SOURCE TEXT Start Marker

The New York Times' editors keep trying to create opposition to an attack on Iraq, complaining repeatedly that nobody will explain to them why such an attack would be a good idea. (Though, as Jack Shafer explains in Slate, if they were really interested in learning more about the subject, they could just ask the people who keep leaking strategy stories to them.) Well, perhaps the Times' editors should read the editorial page of the Washington Post, which explains, clearly and succinctly, why Iraq needs to be dealt with:

Much of the recent debate about possible U.S. military action against Iraq has centered on the propriety of a "preemptive strike," as if more than a decade of history counted for nothing. In fact, the legal, moral and practical grounds for action against Saddam Hussein have their roots back in 1990, and they are not relevant to the United States alone. Saddam Hussein sent his army into the sovereign nation of Kuwait; a broad coalition, led by the United States, resolved that such lawlessness could not stand; Saddam Hussein refused to back down, fought a war and lost. As one condition for maintaining his power in defeat, the dictator promised the U.N. Security Council that he would rid Iraq of chemical, biological and nuclear weapons and the missiles that can deliver them. He promised also to allow the United Nations to see for itself that he had complied.

SOURCE TEXT End Marker
EXCERPTED DATA Start Marker

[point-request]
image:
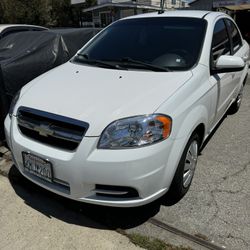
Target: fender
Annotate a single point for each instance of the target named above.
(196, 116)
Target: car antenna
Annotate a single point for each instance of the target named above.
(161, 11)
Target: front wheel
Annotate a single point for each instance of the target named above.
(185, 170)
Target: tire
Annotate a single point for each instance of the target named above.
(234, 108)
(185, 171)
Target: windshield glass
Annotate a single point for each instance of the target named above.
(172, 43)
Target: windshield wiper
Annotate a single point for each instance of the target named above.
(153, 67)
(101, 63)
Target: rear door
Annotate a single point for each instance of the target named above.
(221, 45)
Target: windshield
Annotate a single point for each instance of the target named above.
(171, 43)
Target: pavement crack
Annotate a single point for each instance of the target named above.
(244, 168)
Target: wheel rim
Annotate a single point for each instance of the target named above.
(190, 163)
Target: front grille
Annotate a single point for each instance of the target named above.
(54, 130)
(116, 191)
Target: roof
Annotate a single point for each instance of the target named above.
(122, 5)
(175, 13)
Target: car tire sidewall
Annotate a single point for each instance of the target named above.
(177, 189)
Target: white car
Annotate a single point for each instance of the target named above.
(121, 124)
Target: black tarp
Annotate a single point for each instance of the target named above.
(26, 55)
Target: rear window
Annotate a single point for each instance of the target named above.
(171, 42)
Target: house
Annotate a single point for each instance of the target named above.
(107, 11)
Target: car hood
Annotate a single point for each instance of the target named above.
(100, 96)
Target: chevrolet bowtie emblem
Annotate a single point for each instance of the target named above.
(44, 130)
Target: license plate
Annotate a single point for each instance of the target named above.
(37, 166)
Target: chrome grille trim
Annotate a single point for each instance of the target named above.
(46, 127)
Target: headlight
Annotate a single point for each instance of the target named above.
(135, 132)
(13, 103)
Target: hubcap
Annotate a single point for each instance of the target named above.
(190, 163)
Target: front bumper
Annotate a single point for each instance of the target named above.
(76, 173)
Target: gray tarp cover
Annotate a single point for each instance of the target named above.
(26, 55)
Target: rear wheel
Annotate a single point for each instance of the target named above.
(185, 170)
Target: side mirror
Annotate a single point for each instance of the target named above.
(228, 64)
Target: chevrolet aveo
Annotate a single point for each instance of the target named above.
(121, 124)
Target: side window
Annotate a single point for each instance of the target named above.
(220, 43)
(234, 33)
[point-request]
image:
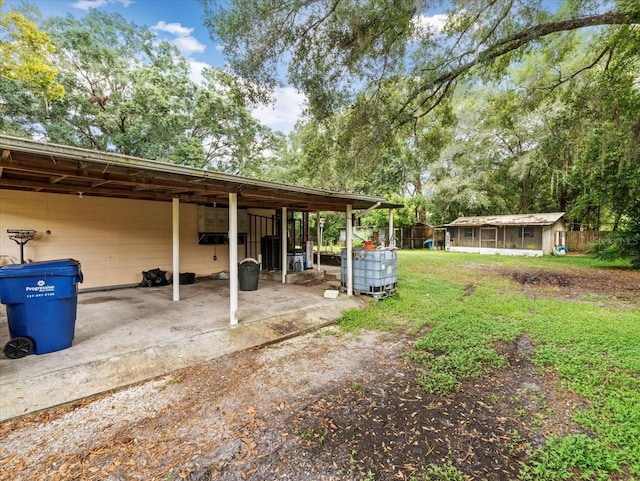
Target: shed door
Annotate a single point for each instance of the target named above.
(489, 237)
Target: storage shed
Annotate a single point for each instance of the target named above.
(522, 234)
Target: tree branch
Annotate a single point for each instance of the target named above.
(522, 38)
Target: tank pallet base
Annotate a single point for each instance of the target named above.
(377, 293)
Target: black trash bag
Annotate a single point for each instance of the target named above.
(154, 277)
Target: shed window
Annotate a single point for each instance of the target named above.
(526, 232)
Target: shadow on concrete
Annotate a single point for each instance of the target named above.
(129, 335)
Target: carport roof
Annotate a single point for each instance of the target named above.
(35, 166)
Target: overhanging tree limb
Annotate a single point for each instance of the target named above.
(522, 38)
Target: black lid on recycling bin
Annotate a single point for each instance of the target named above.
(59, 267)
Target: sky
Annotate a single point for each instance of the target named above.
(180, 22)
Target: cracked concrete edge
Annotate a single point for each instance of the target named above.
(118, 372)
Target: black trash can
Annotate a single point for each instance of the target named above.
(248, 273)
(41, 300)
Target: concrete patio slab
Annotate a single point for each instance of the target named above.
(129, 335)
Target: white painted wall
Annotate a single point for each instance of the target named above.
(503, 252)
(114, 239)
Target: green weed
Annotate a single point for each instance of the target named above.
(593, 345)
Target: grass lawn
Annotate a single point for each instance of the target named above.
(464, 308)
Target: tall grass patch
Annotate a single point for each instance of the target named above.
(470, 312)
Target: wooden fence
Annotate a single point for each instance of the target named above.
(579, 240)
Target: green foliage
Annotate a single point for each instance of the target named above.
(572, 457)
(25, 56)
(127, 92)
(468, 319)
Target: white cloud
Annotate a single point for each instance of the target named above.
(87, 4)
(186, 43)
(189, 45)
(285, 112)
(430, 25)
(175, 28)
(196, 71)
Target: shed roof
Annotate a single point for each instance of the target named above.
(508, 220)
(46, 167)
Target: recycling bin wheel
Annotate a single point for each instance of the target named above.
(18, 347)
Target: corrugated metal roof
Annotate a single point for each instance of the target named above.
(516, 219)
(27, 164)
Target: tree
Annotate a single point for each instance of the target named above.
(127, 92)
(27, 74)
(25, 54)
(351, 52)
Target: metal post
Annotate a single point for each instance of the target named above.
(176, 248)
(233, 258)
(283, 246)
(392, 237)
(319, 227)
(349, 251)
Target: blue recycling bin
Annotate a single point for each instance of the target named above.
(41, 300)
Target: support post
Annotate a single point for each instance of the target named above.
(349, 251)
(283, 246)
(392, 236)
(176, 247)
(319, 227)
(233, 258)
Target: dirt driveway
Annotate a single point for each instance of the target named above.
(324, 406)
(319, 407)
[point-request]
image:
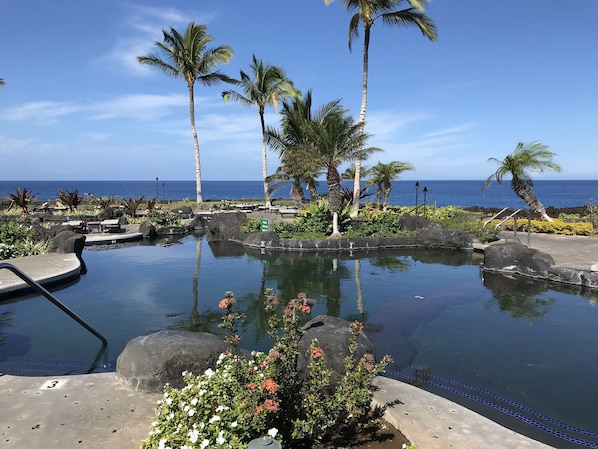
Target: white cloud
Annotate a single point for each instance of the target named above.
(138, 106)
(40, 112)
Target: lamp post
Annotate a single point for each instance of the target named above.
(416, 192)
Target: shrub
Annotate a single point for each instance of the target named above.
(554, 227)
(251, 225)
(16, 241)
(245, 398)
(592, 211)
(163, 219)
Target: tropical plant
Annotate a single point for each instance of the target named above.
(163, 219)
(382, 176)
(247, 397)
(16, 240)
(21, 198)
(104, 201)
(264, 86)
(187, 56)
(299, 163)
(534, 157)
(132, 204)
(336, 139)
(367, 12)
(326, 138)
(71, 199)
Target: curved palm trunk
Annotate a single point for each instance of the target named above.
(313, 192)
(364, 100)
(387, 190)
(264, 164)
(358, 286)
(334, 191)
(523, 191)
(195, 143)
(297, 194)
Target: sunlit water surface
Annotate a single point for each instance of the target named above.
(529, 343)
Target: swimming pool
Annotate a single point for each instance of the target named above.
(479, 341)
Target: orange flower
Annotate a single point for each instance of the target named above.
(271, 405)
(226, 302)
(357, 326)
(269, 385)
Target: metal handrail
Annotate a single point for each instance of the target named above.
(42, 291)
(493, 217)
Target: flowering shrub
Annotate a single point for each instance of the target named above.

EXCERPTED DATA End Marker

**ASSIGNED TASK A**
List every publication named in the passage on Iraq.
**ASSIGNED TASK B**
Please continue the passage on Iraq from its final sentence.

**WRITTEN ANSWER A**
The New York Times, Slate, the Washington Post

**WRITTEN ANSWER B**
Today no one other than Saddam Hussein and his toady ministers would claim that he has fulfilled these promises. His refusal to disarm and his brazen flouting of U.N. resolutions are slaps not at the United States but at every nation that claims to value international law and the U.N. system. Yet month after month, year after year, those nations, along with U.N. leaders, have been willing to tolerate his lawlessness. U.S. allies in Europe, Asia and the Middle East that routinely oppose military action also routinely say they will insist on robust inspection. Well, yesterday they got an answer, the same one they've been receiving for a long time. Now what?

It's true that Saddam Hussein isn't the only evil tyrant in the world. He's not even the sole tyrant seeking or possessing weapons of mass destruction. Neither the United States nor the United Nations can or should contemplate military action against every such tyrant who might qualify for membership in the axis of evil. But Saddam Hussein is in a class of his own, and not only because he has hideously used chemical weapons against his own people and others. The world already has considered his case and formed a judgment. If nations prove incapable of enforcing that judgment, the harm will spread far beyond the Middle East.

Not that I expect this to convince the Times. But when the Post, no friend to the Bush administration, gets it, you have to wonder why the Times doesn't.